Required action: Every record is to be copied unchanged, except that its pictures are removed.

Stored records:
_ _ _ _ _

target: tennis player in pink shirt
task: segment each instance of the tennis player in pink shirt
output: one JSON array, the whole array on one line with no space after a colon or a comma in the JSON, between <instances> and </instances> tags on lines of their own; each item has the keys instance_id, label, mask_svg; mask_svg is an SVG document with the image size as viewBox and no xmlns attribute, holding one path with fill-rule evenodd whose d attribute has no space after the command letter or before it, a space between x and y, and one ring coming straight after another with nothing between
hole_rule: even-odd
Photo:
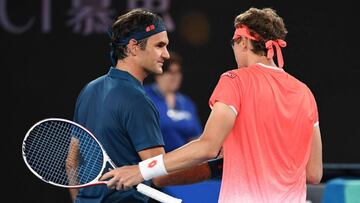
<instances>
[{"instance_id":1,"label":"tennis player in pink shirt","mask_svg":"<svg viewBox=\"0 0 360 203\"><path fill-rule=\"evenodd\" d=\"M202 164L223 149L219 202L305 203L306 183L320 183L323 173L319 116L311 90L284 70L286 34L271 8L238 15L232 38L238 68L221 75L200 138L106 173L108 187L128 189Z\"/></svg>"}]
</instances>

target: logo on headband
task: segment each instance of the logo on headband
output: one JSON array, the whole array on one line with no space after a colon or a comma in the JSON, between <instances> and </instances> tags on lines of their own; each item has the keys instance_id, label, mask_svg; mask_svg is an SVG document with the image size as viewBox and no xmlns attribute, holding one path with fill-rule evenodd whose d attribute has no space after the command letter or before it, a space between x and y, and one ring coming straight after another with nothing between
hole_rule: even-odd
<instances>
[{"instance_id":1,"label":"logo on headband","mask_svg":"<svg viewBox=\"0 0 360 203\"><path fill-rule=\"evenodd\" d=\"M149 25L145 29L146 32L150 32L151 30L155 30L155 25Z\"/></svg>"},{"instance_id":2,"label":"logo on headband","mask_svg":"<svg viewBox=\"0 0 360 203\"><path fill-rule=\"evenodd\" d=\"M162 20L159 19L154 24L147 26L145 30L141 28L141 31L130 32L127 37L117 40L116 45L127 45L131 39L139 41L163 31L166 31L166 27Z\"/></svg>"}]
</instances>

_ _ _ _ _

Answer space:
target: tennis player in pink shirt
task: segment each instance of the tennis player in pink shirt
output: one JSON array, the whole array on one line with no space after a colon or a comma in the JSON, between <instances> and </instances> tags on lines of their own; each item has the keys instance_id, label, mask_svg; mask_svg is an SVG document with the image size as viewBox and no xmlns attribute, holding one path with fill-rule evenodd whose d attribute has no space after the command letter or before it, a space between x and y, and one ring coming straight after another with nothing between
hole_rule: even-odd
Photo:
<instances>
[{"instance_id":1,"label":"tennis player in pink shirt","mask_svg":"<svg viewBox=\"0 0 360 203\"><path fill-rule=\"evenodd\" d=\"M202 164L223 149L219 202L305 203L306 183L320 183L323 173L319 116L311 90L284 70L286 34L271 8L238 15L232 38L238 68L221 75L200 138L106 173L108 187L128 189Z\"/></svg>"}]
</instances>

target: logo on headband
task: segment each instance of the logo on headband
output: one JSON array, the whole array on one line with no space after a colon or a comma in the JSON, between <instances> and </instances> tags on lines of their own; each item has the keys instance_id, label, mask_svg; mask_svg is an SVG document with the image size as viewBox and no xmlns attribute, holding one path with fill-rule evenodd whose d attribute has no space after the command letter or before it, a space between x and y, and one ring coming straight after another with nothing between
hole_rule: even-odd
<instances>
[{"instance_id":1,"label":"logo on headband","mask_svg":"<svg viewBox=\"0 0 360 203\"><path fill-rule=\"evenodd\" d=\"M149 25L145 29L146 32L150 32L151 30L155 30L155 25Z\"/></svg>"},{"instance_id":2,"label":"logo on headband","mask_svg":"<svg viewBox=\"0 0 360 203\"><path fill-rule=\"evenodd\" d=\"M162 20L159 19L154 24L147 26L145 30L141 28L141 31L130 32L127 37L117 40L116 45L127 45L131 39L139 41L163 31L166 31L166 27Z\"/></svg>"}]
</instances>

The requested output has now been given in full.